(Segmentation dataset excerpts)

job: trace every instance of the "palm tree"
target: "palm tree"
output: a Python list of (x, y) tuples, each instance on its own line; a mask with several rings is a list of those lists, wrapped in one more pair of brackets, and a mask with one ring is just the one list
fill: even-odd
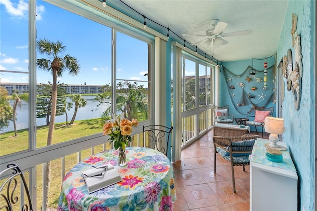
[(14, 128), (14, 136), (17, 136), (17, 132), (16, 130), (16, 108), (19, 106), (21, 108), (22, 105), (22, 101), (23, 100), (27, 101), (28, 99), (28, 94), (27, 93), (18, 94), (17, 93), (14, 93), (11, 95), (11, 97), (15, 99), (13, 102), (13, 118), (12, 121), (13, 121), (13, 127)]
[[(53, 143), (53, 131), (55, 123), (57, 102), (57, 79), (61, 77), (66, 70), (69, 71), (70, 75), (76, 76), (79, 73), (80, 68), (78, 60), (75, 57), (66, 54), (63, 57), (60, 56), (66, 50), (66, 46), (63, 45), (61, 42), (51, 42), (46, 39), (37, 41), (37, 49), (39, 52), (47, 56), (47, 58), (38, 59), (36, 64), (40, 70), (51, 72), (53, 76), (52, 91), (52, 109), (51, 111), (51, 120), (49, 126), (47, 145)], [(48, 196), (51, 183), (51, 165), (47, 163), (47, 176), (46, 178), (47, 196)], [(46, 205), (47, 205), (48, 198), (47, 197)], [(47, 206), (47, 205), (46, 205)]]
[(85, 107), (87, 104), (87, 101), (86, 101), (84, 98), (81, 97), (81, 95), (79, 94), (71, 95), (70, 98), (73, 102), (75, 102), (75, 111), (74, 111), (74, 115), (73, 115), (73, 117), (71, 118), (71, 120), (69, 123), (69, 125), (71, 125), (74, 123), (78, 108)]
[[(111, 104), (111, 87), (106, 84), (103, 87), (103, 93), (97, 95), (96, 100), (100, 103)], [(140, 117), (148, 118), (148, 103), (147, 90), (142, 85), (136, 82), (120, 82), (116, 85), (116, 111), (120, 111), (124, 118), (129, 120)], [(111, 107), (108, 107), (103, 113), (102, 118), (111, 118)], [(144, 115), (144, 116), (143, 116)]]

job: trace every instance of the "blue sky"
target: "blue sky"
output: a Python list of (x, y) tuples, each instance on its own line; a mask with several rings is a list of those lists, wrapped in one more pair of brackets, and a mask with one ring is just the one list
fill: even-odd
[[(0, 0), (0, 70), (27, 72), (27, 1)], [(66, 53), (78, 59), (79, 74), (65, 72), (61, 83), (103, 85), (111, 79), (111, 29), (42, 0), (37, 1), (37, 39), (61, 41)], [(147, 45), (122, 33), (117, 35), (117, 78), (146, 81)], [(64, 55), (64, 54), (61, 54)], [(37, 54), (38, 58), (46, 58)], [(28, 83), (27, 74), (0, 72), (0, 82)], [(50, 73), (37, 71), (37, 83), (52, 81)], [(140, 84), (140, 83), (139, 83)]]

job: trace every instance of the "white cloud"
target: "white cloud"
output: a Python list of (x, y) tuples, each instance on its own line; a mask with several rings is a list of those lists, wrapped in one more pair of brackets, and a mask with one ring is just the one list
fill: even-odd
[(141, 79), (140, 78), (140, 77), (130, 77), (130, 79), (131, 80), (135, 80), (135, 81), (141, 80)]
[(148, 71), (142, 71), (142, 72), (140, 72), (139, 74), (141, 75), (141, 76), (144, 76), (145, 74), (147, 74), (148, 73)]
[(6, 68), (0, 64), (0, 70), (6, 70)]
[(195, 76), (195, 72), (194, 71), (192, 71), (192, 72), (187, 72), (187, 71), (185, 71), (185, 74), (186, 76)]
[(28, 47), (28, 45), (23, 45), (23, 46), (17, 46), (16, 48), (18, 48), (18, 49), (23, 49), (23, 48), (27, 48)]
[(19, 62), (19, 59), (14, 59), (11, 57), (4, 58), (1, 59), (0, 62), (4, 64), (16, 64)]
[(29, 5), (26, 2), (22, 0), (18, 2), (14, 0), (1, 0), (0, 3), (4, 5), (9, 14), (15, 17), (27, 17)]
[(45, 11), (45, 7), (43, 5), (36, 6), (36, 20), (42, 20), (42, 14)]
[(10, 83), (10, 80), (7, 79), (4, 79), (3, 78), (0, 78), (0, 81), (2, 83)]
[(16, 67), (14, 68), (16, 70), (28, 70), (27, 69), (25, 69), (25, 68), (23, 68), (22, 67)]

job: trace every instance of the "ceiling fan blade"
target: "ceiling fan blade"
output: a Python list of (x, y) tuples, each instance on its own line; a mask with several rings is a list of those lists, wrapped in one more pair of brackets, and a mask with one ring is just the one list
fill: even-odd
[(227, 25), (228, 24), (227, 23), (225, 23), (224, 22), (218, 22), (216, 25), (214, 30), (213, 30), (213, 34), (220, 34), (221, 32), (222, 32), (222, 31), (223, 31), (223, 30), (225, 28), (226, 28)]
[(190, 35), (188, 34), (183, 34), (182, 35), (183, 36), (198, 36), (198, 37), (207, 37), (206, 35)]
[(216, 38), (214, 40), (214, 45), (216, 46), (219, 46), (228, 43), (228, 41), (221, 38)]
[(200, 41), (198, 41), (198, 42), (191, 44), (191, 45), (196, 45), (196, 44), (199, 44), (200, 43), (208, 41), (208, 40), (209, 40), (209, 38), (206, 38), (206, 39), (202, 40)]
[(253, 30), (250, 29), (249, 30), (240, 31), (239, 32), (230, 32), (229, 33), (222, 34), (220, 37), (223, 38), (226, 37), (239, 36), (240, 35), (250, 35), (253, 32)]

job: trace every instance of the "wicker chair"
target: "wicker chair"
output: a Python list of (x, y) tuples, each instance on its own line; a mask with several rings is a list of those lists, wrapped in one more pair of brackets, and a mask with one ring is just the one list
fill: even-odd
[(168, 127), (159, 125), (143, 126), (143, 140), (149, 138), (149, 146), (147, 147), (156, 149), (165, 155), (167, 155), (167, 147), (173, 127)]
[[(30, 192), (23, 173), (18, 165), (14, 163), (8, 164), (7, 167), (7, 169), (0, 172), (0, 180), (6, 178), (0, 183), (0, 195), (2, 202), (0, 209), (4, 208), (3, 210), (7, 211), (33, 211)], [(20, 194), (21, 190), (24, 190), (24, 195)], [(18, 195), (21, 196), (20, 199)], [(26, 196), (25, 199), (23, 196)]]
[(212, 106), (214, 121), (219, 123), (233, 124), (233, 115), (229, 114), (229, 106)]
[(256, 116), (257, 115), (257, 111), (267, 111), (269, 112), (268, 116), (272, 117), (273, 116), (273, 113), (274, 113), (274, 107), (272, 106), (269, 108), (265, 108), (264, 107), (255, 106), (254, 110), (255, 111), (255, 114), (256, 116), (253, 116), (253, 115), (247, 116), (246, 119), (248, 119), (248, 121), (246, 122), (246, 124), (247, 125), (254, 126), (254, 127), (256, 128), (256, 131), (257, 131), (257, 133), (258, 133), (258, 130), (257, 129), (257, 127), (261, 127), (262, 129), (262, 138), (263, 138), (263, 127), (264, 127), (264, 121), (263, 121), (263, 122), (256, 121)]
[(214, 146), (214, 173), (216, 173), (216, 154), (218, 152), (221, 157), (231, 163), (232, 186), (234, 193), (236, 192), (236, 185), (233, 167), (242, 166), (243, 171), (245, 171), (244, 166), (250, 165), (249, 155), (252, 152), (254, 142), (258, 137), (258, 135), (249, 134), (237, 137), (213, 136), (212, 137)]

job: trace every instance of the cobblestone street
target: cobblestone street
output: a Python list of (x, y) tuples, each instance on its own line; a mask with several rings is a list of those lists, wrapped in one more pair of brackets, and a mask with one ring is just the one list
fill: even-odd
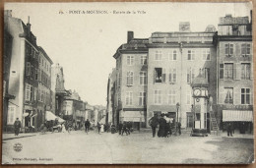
--
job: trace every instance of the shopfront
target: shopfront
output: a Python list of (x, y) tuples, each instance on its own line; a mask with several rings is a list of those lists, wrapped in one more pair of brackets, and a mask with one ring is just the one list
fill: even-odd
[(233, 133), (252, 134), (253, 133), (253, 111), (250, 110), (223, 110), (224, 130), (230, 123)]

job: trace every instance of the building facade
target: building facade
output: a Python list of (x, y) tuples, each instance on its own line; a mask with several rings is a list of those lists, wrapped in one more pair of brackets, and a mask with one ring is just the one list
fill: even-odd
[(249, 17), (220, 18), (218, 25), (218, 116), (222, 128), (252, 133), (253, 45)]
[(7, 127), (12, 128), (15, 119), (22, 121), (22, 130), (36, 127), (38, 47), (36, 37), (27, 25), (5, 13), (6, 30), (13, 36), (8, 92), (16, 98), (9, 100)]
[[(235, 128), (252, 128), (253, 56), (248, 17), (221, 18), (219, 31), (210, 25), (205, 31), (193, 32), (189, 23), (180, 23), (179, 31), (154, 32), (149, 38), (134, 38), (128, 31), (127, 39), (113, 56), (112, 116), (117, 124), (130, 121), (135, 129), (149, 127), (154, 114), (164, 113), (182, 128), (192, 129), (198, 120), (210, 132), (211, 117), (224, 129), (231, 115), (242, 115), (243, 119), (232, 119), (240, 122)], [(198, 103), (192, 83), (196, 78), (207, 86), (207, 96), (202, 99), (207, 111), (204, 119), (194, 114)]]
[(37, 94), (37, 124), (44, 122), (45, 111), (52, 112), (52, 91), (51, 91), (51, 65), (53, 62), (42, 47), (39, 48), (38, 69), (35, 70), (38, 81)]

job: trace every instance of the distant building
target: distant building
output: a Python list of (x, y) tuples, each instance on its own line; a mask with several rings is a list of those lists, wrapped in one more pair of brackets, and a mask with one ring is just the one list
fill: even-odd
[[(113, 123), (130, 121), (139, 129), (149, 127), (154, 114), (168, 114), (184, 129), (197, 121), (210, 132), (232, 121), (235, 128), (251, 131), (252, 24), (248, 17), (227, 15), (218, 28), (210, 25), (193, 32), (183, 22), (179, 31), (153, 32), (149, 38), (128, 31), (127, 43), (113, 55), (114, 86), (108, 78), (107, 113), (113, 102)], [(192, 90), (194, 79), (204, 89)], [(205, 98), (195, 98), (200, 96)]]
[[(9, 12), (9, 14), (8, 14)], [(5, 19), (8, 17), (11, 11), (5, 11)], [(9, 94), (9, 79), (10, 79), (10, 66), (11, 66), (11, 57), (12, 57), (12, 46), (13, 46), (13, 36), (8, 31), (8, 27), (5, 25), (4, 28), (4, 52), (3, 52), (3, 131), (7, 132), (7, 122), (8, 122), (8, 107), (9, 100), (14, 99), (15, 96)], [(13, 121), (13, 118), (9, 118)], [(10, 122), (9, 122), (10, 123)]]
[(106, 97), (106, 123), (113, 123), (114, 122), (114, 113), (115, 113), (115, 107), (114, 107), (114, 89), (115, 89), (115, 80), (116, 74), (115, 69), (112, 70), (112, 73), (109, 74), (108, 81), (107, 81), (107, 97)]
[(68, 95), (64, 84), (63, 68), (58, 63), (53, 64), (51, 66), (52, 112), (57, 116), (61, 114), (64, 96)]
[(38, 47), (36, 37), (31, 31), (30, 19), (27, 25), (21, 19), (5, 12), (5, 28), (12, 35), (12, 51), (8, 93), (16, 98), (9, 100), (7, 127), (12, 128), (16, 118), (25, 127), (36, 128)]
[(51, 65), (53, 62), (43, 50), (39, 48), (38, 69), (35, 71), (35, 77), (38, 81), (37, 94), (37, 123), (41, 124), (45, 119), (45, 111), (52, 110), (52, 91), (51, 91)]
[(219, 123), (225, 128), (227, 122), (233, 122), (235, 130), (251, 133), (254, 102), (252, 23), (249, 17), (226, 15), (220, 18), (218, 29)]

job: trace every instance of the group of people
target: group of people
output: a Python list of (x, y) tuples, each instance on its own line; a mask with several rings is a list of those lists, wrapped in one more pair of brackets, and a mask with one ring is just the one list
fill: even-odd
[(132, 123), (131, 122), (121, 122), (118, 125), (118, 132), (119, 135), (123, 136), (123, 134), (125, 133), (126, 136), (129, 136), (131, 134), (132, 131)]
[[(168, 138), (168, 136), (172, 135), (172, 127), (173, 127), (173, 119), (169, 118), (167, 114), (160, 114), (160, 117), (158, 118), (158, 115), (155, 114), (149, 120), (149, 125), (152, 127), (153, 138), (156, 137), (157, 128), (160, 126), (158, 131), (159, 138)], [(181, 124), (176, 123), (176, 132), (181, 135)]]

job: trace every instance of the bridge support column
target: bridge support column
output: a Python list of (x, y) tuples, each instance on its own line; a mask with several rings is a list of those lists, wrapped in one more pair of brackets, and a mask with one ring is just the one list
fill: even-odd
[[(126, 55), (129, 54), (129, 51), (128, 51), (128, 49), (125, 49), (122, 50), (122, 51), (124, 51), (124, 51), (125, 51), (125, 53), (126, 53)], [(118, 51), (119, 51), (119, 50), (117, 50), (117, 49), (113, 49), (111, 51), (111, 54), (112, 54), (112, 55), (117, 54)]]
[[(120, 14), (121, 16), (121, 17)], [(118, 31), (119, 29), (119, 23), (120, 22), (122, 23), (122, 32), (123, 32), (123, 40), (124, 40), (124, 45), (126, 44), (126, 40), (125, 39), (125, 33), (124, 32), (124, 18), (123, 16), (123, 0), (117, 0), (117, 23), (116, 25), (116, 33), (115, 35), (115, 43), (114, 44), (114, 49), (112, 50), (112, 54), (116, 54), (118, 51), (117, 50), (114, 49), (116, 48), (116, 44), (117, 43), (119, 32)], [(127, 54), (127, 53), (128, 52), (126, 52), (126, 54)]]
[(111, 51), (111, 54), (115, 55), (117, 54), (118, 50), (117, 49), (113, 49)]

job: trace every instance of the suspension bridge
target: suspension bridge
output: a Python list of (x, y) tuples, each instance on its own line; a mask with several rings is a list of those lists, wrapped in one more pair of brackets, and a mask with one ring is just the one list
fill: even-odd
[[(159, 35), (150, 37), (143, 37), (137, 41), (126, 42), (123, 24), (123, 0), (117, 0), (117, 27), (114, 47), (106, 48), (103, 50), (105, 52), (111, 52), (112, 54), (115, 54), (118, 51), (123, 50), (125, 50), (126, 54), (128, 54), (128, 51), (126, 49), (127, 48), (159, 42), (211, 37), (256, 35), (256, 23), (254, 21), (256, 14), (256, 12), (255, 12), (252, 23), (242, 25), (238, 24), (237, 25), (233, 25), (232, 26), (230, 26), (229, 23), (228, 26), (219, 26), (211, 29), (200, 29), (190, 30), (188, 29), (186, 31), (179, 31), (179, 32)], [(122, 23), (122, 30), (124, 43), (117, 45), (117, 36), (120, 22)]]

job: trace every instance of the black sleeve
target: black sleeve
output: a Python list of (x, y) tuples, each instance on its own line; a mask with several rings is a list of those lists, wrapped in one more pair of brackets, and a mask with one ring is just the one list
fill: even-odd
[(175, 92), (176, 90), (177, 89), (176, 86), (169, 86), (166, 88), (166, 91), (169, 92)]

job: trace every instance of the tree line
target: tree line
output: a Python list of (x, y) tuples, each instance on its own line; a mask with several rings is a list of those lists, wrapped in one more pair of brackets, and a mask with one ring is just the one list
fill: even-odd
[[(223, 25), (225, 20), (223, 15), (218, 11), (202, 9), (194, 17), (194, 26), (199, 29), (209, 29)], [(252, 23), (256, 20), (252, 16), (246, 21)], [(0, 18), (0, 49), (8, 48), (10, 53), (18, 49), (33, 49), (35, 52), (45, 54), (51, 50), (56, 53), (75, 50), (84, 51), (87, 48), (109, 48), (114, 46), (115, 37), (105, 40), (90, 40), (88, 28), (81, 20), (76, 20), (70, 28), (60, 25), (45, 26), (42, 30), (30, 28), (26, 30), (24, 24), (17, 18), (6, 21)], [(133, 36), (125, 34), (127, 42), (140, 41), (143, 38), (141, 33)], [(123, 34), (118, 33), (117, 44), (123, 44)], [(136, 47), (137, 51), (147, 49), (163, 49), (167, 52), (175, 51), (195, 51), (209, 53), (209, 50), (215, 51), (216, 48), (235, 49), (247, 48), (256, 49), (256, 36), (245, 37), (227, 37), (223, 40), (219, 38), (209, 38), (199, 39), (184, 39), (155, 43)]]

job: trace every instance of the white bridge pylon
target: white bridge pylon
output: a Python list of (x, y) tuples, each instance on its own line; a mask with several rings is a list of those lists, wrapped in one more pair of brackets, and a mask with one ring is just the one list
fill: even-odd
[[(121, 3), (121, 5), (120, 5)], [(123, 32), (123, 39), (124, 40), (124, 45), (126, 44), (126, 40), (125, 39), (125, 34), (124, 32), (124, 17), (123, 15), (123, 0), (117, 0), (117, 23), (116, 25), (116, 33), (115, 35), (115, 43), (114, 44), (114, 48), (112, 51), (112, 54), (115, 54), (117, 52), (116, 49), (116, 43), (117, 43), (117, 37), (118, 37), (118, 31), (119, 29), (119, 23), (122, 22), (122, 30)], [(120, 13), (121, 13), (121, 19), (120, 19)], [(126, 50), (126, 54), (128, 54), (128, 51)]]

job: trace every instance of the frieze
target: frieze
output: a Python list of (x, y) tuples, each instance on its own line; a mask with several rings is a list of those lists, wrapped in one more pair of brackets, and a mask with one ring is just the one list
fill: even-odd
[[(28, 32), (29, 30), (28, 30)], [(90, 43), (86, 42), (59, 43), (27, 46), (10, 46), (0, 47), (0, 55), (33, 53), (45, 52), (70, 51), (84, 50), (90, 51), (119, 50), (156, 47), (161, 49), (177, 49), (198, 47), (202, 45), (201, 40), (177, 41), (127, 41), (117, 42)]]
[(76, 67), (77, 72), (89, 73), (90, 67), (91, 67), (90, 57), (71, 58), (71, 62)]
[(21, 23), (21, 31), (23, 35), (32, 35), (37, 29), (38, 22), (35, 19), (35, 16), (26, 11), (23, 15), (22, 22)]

** Problem **
Copy every line of the records from the line with "job: trace every instance of the bridge" up to and including the line with "49), (113, 49)]", and increase each x and y coordinate in the outlines by 92.

** Solution to the exercise **
job: trace every instance of the bridge support column
target: bridge support column
output: a Python list of (x, y) tuples, each instance on its own line; a mask with several rings is a list of those lists, wrapped in one more pair of brackets, and a mask with one ring is just the one list
fill: even-odd
[[(218, 147), (221, 146), (221, 143), (220, 143), (220, 141), (217, 141), (214, 142), (214, 143), (216, 143), (216, 143), (217, 143), (217, 145), (218, 145)], [(210, 143), (211, 143), (211, 142), (209, 142), (209, 141), (205, 141), (203, 143), (203, 146), (204, 146), (204, 147), (209, 146)]]
[[(212, 106), (213, 108), (213, 109)], [(210, 123), (211, 121), (211, 115), (212, 114), (214, 115), (214, 124), (215, 124), (215, 132), (216, 132), (216, 137), (218, 136), (218, 132), (217, 131), (217, 125), (216, 124), (216, 110), (215, 108), (215, 92), (209, 92), (209, 115), (208, 117), (208, 125), (207, 127), (207, 135), (206, 136), (206, 141), (204, 142), (204, 146), (208, 146), (210, 143), (209, 142), (206, 141), (208, 140), (208, 136), (209, 135), (211, 124)], [(219, 146), (219, 145), (220, 144), (218, 144), (218, 146)]]
[(203, 143), (203, 146), (207, 147), (209, 146), (210, 142), (209, 141), (205, 141)]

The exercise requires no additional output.